**WORK TO BE COMPLETED**
Return verbatim the lines of the records below, from the line with "Return the outline of every instance of the <item>fingers</item>" up to and including the line with "187 94 L 189".

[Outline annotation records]
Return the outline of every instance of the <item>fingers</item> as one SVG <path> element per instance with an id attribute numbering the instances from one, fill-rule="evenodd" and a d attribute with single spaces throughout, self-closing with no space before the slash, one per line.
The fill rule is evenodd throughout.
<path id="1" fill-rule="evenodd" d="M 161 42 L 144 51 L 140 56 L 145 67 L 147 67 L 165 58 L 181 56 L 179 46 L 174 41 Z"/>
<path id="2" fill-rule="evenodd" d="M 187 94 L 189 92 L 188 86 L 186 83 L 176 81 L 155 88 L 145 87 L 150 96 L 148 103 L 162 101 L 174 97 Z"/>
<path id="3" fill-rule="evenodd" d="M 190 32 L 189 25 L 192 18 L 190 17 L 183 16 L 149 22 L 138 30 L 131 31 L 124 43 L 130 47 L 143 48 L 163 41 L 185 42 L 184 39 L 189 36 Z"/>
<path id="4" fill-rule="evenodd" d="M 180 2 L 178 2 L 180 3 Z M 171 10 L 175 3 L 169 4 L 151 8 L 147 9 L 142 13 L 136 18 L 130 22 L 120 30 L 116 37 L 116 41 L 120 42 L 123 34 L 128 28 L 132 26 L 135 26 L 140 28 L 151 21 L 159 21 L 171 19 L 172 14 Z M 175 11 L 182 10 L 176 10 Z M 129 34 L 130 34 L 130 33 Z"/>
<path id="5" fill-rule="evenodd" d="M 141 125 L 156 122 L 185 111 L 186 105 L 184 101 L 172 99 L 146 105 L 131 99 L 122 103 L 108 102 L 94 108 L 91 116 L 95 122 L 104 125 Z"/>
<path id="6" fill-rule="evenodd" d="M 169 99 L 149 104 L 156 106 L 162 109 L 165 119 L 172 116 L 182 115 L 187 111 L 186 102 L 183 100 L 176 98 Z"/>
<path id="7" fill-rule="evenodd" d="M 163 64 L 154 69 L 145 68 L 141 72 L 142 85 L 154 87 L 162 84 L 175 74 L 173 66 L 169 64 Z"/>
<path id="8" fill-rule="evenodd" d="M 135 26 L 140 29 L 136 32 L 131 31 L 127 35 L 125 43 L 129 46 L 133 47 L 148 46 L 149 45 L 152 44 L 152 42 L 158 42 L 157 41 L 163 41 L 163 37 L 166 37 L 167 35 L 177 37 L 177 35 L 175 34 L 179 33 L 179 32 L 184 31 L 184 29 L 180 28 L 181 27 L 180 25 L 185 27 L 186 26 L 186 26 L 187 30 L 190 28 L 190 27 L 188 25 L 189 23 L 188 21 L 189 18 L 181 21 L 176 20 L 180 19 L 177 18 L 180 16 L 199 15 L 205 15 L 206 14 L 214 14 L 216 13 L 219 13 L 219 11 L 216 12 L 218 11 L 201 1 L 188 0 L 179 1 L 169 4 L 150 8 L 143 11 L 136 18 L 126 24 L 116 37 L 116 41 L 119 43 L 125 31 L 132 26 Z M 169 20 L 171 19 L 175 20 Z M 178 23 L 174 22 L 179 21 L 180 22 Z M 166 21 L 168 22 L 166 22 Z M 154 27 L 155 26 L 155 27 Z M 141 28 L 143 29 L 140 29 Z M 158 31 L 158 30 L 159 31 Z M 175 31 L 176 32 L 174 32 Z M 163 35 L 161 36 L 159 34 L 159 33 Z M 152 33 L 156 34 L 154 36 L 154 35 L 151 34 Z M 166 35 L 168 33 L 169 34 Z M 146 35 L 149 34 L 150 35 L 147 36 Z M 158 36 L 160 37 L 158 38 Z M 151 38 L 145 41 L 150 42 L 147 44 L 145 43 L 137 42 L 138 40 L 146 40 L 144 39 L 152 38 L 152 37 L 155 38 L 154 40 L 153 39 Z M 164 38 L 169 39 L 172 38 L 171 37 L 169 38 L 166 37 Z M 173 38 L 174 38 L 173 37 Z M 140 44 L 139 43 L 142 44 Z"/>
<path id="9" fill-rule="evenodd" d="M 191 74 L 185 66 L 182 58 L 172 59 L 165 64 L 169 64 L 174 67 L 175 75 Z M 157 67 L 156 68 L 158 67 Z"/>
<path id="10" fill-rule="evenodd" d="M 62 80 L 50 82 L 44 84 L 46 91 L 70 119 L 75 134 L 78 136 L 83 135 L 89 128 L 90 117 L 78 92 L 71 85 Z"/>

==

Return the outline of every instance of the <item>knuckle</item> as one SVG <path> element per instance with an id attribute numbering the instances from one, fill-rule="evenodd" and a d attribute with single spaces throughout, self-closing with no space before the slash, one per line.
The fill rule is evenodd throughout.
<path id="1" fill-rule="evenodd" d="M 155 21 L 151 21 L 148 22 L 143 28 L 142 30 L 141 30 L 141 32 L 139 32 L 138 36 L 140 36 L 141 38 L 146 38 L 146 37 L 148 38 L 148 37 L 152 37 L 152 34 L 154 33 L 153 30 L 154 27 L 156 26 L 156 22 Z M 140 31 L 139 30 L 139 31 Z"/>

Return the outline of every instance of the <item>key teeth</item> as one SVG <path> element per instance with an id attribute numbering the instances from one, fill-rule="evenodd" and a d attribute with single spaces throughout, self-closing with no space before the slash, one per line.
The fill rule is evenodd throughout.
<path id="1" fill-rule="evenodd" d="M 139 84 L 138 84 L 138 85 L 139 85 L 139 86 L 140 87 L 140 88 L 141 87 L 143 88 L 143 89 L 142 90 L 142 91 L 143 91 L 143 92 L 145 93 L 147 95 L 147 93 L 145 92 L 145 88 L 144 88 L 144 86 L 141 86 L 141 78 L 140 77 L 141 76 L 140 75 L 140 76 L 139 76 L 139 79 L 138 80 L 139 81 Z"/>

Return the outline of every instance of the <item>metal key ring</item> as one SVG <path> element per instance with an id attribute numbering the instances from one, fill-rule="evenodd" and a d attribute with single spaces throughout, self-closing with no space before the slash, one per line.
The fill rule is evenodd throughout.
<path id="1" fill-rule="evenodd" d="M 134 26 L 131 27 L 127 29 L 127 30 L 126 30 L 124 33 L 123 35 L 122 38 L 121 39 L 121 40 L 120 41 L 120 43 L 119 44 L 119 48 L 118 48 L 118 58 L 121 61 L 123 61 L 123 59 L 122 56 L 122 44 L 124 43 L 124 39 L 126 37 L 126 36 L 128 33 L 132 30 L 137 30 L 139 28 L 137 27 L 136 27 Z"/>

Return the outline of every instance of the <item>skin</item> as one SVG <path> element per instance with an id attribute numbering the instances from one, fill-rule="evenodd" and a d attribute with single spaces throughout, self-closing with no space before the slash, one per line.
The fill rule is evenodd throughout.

**FULL RESPONSE**
Return the outline of every instance of the <item>fingers</item> as one SVG <path> element per instance with an id attribute numbering the instances from one, fill-rule="evenodd" and a d attribute with single spaces throughout, self-closing with no space before the slash, one per line.
The fill rule is evenodd throughout.
<path id="1" fill-rule="evenodd" d="M 161 42 L 144 51 L 140 56 L 145 67 L 147 67 L 165 58 L 181 56 L 179 46 L 174 41 Z"/>
<path id="2" fill-rule="evenodd" d="M 187 94 L 189 92 L 188 86 L 186 83 L 176 81 L 155 88 L 145 87 L 150 96 L 148 103 L 162 101 L 174 97 Z"/>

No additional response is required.